## EXERCISE REQUIREMENTS
A. Answer these questions from the article on the Welsh band Weekend:
(i) What name was Simon Emmerson using when Statton teamed up with him?
(ii) Which label released La Variete in 1982?
(iii) According to Cherry Red, against what kind of backdrop are the songs on La Variete set?
B. Decide whether each statement agrees with the article on the Welsh band Weekend, and support each verdict with a quotation from it:
(i) Alison Statton formed Weekend after Young Marble Giants split.
(ii) Weekend recorded several studio albums.
(iii) Cherry Red names reggae among the musical settings on La Variete.

= Weekend (Welsh band) =

Welsh independent rock band

Weekend were a Welsh band formed by Alison Statton in 1981, following the split of Young Marble Giants. The band was a merger between two projects. Statton began writing with Spike of Z Block Records and Reptile Ranch in Cardiff, Wales in the summer of 1981, before moving to London where she teamed up with Simon Emmerson (at that time using the name Simon Booth) of Methodishca Tune. The band signed to Rough Trade Records in December 1981, but recorded only one studio album, La Variete.

La Variete was released in 1982 on the Rough Trade label and made it to no. 4 in the UK Indie Chart staying there for 15 weeks. It was revered by critics on release as a bold new departure from the prevailing post-punk ethos, and served as a major influence on Saint Etienne, the Sundays, Belle and Sebastian and many others.

According to Cherry Red, La Variete is: "A beautifully realised and delicate collection of songs set against a jazz backdrop, it switches across myriad musical settings including samba, cabaret, Afrobeat and highly personal, confessional pop."

## DATA PROVIDED
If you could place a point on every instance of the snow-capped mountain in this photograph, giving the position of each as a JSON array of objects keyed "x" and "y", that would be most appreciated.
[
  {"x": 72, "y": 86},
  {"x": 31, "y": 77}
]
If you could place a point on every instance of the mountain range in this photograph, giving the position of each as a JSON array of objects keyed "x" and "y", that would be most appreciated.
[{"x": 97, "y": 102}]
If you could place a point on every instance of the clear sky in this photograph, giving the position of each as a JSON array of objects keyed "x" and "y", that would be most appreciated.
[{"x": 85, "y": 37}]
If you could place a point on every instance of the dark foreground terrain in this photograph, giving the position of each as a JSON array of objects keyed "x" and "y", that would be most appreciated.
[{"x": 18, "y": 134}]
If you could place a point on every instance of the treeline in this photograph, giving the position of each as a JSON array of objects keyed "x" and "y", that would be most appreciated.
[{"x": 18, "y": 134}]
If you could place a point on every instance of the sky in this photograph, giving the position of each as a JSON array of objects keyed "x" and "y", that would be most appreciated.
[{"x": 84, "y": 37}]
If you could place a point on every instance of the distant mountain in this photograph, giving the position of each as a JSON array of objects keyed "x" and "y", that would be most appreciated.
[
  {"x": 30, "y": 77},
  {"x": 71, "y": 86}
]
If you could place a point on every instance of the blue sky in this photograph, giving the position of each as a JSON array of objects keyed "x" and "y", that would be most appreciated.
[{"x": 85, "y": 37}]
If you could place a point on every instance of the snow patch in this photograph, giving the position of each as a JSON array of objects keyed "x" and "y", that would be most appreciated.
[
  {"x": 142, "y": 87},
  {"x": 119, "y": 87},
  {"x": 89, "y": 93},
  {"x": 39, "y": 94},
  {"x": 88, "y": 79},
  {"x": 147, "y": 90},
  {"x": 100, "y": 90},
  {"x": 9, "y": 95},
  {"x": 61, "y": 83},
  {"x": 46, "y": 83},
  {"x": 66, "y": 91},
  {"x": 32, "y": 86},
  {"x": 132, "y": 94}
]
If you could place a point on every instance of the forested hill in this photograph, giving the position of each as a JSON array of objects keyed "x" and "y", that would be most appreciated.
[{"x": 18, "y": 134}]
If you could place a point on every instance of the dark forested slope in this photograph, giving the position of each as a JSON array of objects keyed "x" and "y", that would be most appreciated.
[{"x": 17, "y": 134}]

* * *

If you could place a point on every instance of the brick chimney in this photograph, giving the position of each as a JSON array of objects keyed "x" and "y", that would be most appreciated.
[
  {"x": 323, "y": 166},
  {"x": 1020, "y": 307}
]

## EXPECTED ANSWERS
A.
(i) Simon Booth
(ii) Rough Trade
(iii) A jazz backdrop

B.
(i) Yes: "formed by Alison Statton in 1981, following the split of Young Marble Giants"
(ii) No: "recorded only one studio album, La Variete"
(iii) No: "including samba, cabaret, Afrobeat and highly personal, confessional pop"